Wat is nu de echte oplossing voor een jongere of gezin?
Al vanaf het moment dat Jelle mocht werken aan het basismodel voor de CJG’s, realiseerde hij zich dat de toegang tot alle mogelijke voorzieningen lokaal moet worden georganiseerd. En dat daar dan mensen moeten zijn die kunnen kijken wat nu echt het onderliggende issue is voor een kind, volwassene of gezin. Om vervolgens snel te kunnen schakelen naar jeugdhulp of zorg, maar bijvoorbeeld ook naar schuldhulpverlening of een tijdelijke uitkering als dat nodig is. Of naar het regelen van een fiets, als dit ervoor zorgt dat een kind naar school of een moeder naar haar werk kan. Hiernaast werd hem duidelijk dat het onderwijs cruciaal is, als belangrijke vindplaats, zeker in bepaalde wijken en gebieden. Het onderwijs kan op veel plekken ook veel meer een werkplaats worden.

Gegeven opdracht A -> Geef uit de tekst over lokale toegang tot jeugdhulp letterlijk alles weer vanaf "Al vanaf het" tot en met "een werkplaats worden.".
Gegeven opdracht B -> Pak de tekst over lokale toegang tot jeugdhulp op na de laatste zin en schrijf hem verder.

Uitgelichte gegevens ->

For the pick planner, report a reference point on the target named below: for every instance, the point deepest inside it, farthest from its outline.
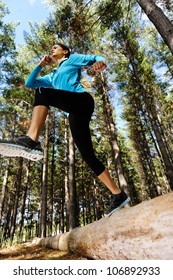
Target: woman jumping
(62, 89)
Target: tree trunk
(22, 211)
(113, 137)
(160, 21)
(43, 219)
(141, 232)
(4, 186)
(16, 199)
(73, 220)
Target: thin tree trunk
(4, 186)
(73, 221)
(43, 219)
(22, 211)
(113, 138)
(16, 201)
(160, 21)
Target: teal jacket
(66, 76)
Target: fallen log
(141, 232)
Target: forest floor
(29, 251)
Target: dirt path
(29, 251)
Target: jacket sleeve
(86, 59)
(34, 82)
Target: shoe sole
(119, 207)
(13, 150)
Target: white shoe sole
(13, 150)
(119, 207)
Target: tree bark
(160, 21)
(4, 186)
(73, 221)
(43, 218)
(141, 232)
(113, 137)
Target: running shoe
(23, 146)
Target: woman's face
(57, 52)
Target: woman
(62, 89)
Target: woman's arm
(45, 81)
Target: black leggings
(80, 106)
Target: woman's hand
(99, 66)
(45, 61)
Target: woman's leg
(39, 115)
(81, 134)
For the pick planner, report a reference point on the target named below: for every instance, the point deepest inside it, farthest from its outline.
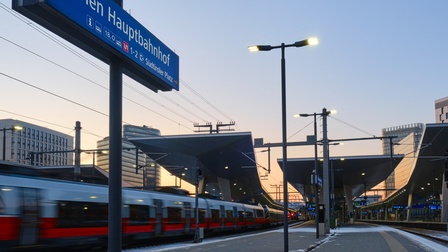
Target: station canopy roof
(427, 166)
(359, 173)
(224, 156)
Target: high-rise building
(401, 132)
(33, 144)
(441, 108)
(145, 172)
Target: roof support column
(408, 215)
(224, 187)
(349, 198)
(444, 199)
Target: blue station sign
(104, 29)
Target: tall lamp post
(13, 128)
(325, 183)
(310, 41)
(315, 169)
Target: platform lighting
(309, 41)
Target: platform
(357, 237)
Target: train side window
(260, 213)
(215, 215)
(138, 215)
(250, 215)
(240, 215)
(174, 215)
(229, 215)
(8, 200)
(82, 214)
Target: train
(39, 213)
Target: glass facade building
(50, 147)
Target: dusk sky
(379, 64)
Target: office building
(137, 168)
(36, 145)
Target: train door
(30, 216)
(222, 215)
(187, 207)
(159, 216)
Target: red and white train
(38, 213)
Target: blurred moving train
(39, 213)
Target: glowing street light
(310, 41)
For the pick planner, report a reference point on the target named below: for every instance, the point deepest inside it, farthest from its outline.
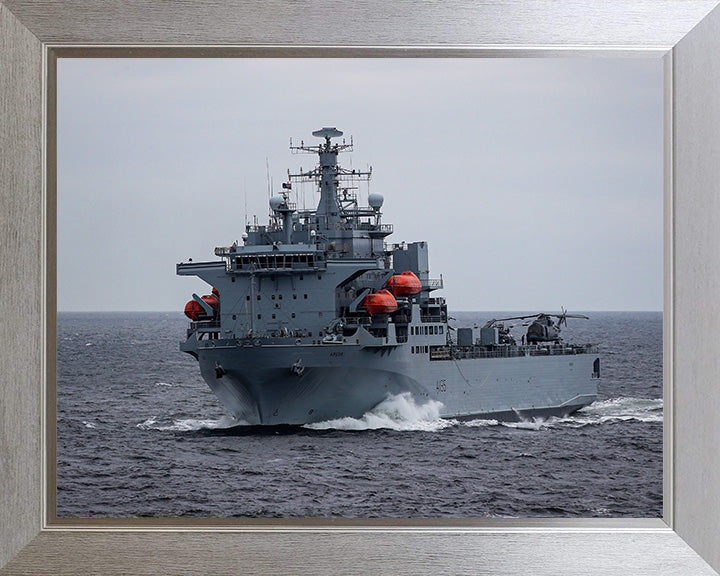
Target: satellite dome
(328, 132)
(375, 200)
(276, 202)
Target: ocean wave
(612, 411)
(189, 424)
(399, 412)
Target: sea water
(139, 434)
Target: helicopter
(543, 328)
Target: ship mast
(328, 175)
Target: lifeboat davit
(381, 302)
(195, 311)
(405, 284)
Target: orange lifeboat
(405, 284)
(382, 302)
(194, 311)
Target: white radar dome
(375, 200)
(276, 202)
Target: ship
(314, 316)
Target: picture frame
(684, 33)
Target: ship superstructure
(315, 317)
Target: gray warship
(315, 317)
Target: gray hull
(301, 384)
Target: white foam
(399, 412)
(190, 424)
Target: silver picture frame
(684, 33)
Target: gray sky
(537, 182)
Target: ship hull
(296, 385)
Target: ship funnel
(280, 205)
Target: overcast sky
(537, 182)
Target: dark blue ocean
(140, 435)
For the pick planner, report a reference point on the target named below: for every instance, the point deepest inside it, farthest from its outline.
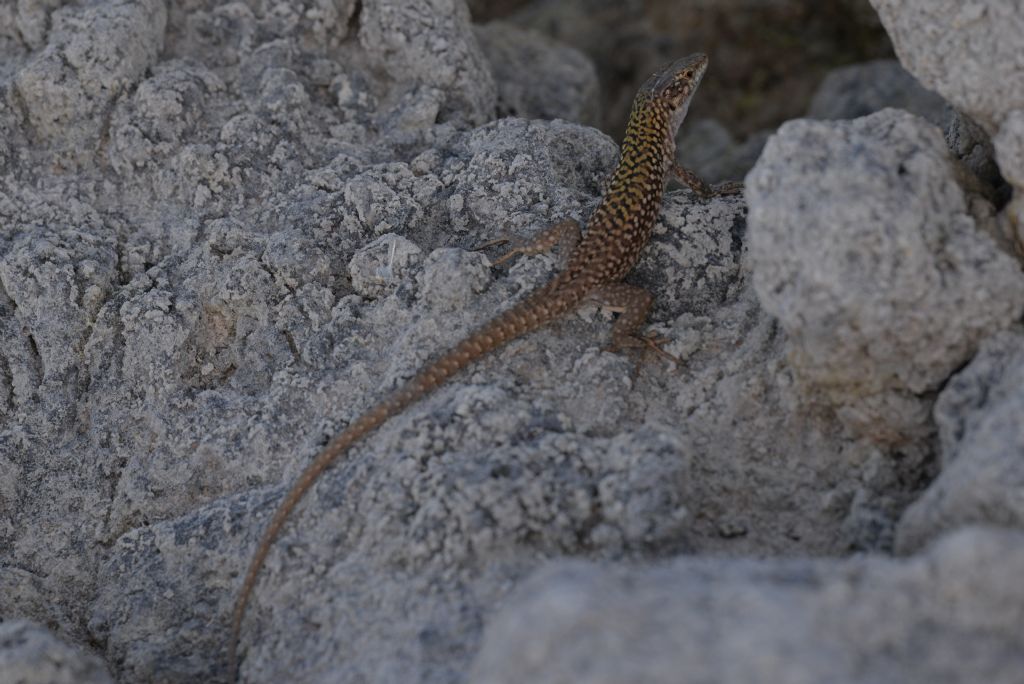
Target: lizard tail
(516, 322)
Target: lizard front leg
(633, 304)
(564, 234)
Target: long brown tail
(529, 314)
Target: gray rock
(211, 293)
(982, 447)
(31, 654)
(707, 147)
(969, 52)
(863, 249)
(951, 614)
(430, 42)
(857, 90)
(93, 54)
(539, 78)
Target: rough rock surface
(863, 248)
(967, 51)
(981, 437)
(31, 654)
(272, 225)
(858, 90)
(950, 614)
(537, 79)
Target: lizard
(594, 266)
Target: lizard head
(670, 89)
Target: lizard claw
(651, 341)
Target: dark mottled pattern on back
(616, 232)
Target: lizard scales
(616, 231)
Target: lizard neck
(622, 224)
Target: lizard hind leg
(564, 234)
(633, 304)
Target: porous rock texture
(219, 249)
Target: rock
(539, 78)
(863, 249)
(854, 621)
(93, 54)
(982, 447)
(861, 89)
(31, 654)
(966, 51)
(708, 148)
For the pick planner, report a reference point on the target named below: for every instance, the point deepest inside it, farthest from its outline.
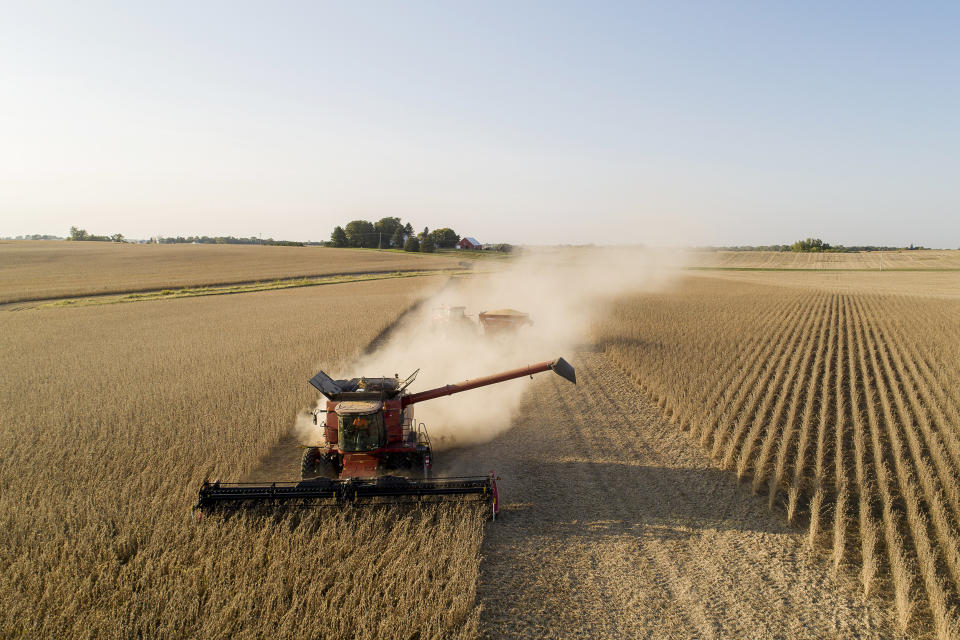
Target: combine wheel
(312, 465)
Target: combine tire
(312, 465)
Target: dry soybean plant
(842, 408)
(113, 415)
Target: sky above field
(661, 123)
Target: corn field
(842, 408)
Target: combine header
(373, 450)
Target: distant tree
(428, 244)
(361, 233)
(387, 227)
(339, 237)
(809, 245)
(398, 238)
(446, 238)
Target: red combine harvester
(373, 448)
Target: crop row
(841, 408)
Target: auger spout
(559, 366)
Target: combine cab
(372, 447)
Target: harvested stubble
(38, 270)
(113, 415)
(926, 259)
(842, 407)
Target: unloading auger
(373, 451)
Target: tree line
(812, 245)
(81, 235)
(392, 233)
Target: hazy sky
(691, 123)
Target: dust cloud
(561, 289)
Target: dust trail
(562, 289)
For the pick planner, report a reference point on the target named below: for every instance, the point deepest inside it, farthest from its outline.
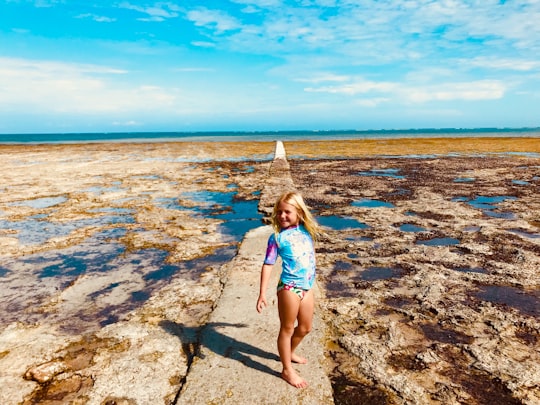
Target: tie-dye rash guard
(295, 247)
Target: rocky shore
(113, 257)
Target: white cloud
(471, 91)
(44, 86)
(417, 93)
(217, 20)
(157, 12)
(96, 18)
(354, 88)
(503, 63)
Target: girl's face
(287, 215)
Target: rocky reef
(112, 259)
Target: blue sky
(114, 66)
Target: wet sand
(431, 297)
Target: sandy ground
(429, 268)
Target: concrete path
(238, 361)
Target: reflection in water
(367, 203)
(411, 228)
(439, 242)
(339, 223)
(380, 273)
(488, 205)
(392, 173)
(528, 304)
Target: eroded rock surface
(434, 298)
(112, 259)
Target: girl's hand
(261, 303)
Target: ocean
(222, 136)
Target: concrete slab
(238, 361)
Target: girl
(295, 229)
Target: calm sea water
(262, 136)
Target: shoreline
(404, 313)
(320, 148)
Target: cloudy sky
(187, 65)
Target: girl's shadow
(209, 336)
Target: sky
(259, 65)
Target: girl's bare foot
(293, 378)
(298, 359)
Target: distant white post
(280, 151)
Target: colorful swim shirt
(295, 247)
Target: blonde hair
(306, 219)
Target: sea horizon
(261, 136)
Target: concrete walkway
(238, 361)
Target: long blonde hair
(306, 219)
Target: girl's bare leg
(289, 308)
(305, 322)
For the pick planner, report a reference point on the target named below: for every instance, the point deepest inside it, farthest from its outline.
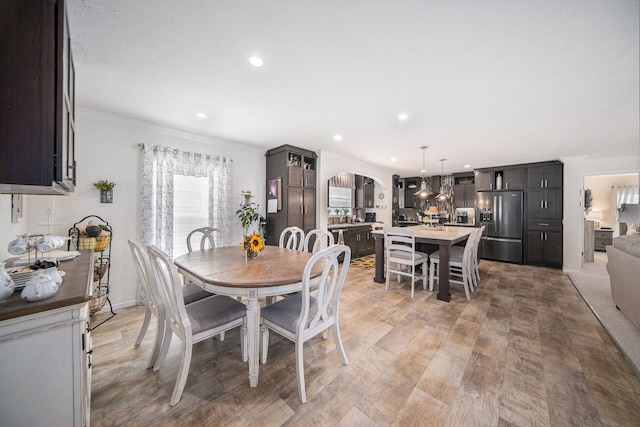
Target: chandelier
(423, 192)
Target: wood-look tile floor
(525, 351)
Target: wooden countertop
(75, 289)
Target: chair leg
(183, 372)
(164, 349)
(424, 275)
(244, 341)
(157, 344)
(145, 325)
(338, 340)
(302, 392)
(432, 274)
(264, 341)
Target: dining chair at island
(461, 265)
(322, 239)
(402, 257)
(194, 322)
(292, 238)
(312, 311)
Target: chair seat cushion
(285, 313)
(214, 311)
(455, 254)
(193, 292)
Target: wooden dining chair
(460, 266)
(206, 236)
(152, 300)
(292, 238)
(194, 322)
(321, 239)
(402, 257)
(311, 312)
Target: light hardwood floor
(525, 351)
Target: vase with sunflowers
(248, 213)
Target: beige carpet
(593, 284)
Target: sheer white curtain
(159, 165)
(620, 195)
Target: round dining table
(227, 271)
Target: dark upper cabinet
(500, 179)
(464, 196)
(484, 181)
(545, 176)
(37, 124)
(295, 168)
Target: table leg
(443, 275)
(379, 269)
(253, 336)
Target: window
(190, 208)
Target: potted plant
(248, 214)
(106, 190)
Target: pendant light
(423, 192)
(442, 196)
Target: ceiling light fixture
(442, 195)
(256, 61)
(423, 192)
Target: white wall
(602, 192)
(331, 164)
(107, 148)
(575, 169)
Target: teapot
(39, 287)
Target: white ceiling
(485, 83)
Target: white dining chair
(206, 236)
(311, 312)
(322, 239)
(292, 238)
(194, 322)
(460, 266)
(402, 257)
(152, 300)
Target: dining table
(227, 271)
(443, 236)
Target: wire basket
(99, 299)
(99, 243)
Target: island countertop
(74, 289)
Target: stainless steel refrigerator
(502, 214)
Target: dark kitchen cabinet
(544, 204)
(295, 170)
(545, 176)
(464, 196)
(359, 239)
(37, 121)
(484, 181)
(544, 248)
(513, 178)
(411, 185)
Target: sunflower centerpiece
(248, 213)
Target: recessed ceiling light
(256, 61)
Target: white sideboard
(45, 354)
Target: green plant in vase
(249, 214)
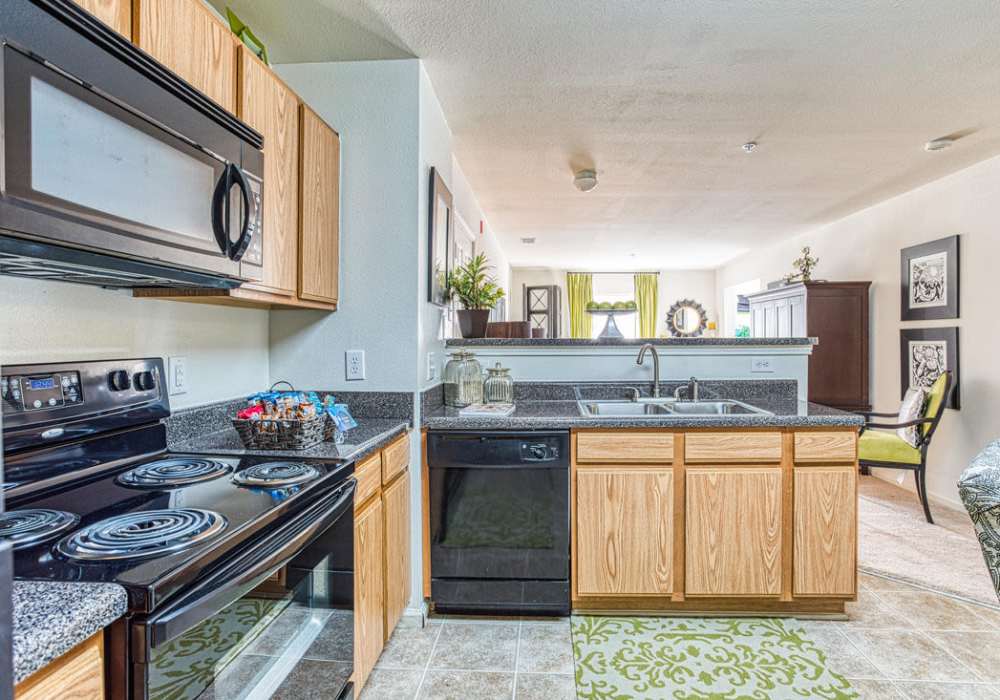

Definitief antwoord A ->
Al vanaf het moment dat Jelle mocht werken aan het basismodel voor de CJG’s, realiseerde hij zich dat de toegang tot alle mogelijke voorzieningen lokaal moet worden georganiseerd. En dat daar dan mensen moeten zijn die kunnen kijken wat nu echt het onderliggende issue is voor een kind, volwassene of gezin. Om vervolgens snel te kunnen schakelen naar jeugdhulp of zorg, maar bijvoorbeeld ook naar schuldhulpverlening of een tijdelijke uitkering als dat nodig is. Of naar het regelen van een fiets, als dit ervoor zorgt dat een kind naar school of een moeder naar haar werk kan. Hiernaast werd hem duidelijk dat het onderwijs cruciaal is, als belangrijke vindplaats, zeker in bepaalde wijken en gebieden. Het onderwijs kan op veel plekken ook veel meer een werkplaats worden.

Definitief antwoord B ->
“Ik kijk ernaar uit om verder te gaan ontdekken hoe deze tien gemeenten invulling geven aan wat naar mijn idee de bedoeling achter de decentralisaties was. En hoe die bezuinigingsopgave en ‘vermarkting’ van de jeudgzorg, die direct met de decentralisaties meekwamen, daar doorheen hebben gespeeld. Ik zie het als een functie van de regionale samenwerking om hierop en op tal van terreinen van elkaar te kunnen leren, ondanks alle lokale verschillen. Wat maakt dat het zo goed lijkt te marcheren in Pijnacker-Nootdorp? Waarom zet Den Haag in op het Haags Toekomstperspectief? Waarom hebben Delft en Westland een eigen werkorganisatie en kiezen andere daar niet voor? Verder ligt op deze lokale terreinen niet de focus van het beleid van de regionale samenwerking. Die moet mijns inziens toch vooral liggen in zorgen, in goed overleg met aanbieders, voor een dekkend aanbod van gespecialiseerde jeugdzorg voor de meest kwetsbare gezinnen. En hier spelen natuurlijk grote uitdagingen: de toekomst van de jeugdbescherming, de afbouw van jeugdzorgplus (en opbouw van alternatieven), de personeelstekorten.
Focus in Haaglanden
Wat houdt je rol als programmamanager Jeugdhulp Haaglanden in? "Dat is ten eerste het coördineren van de beleidsmatige samenwerking tussen de tien gemeenten, op basis van de in 2020 opgestelde regiovisie. Daarnaast ben ik manager van het programmabureau, dat namens en met de tien gemeenten, de regiovisie ten uitvoer brengt. Het programmabureau is de beleidsinhoudelijke counterpart van het Servicebureau Jeugdhulp Haaglanden, dat de jeugdzorg voor de tien gemeenten inkoopt."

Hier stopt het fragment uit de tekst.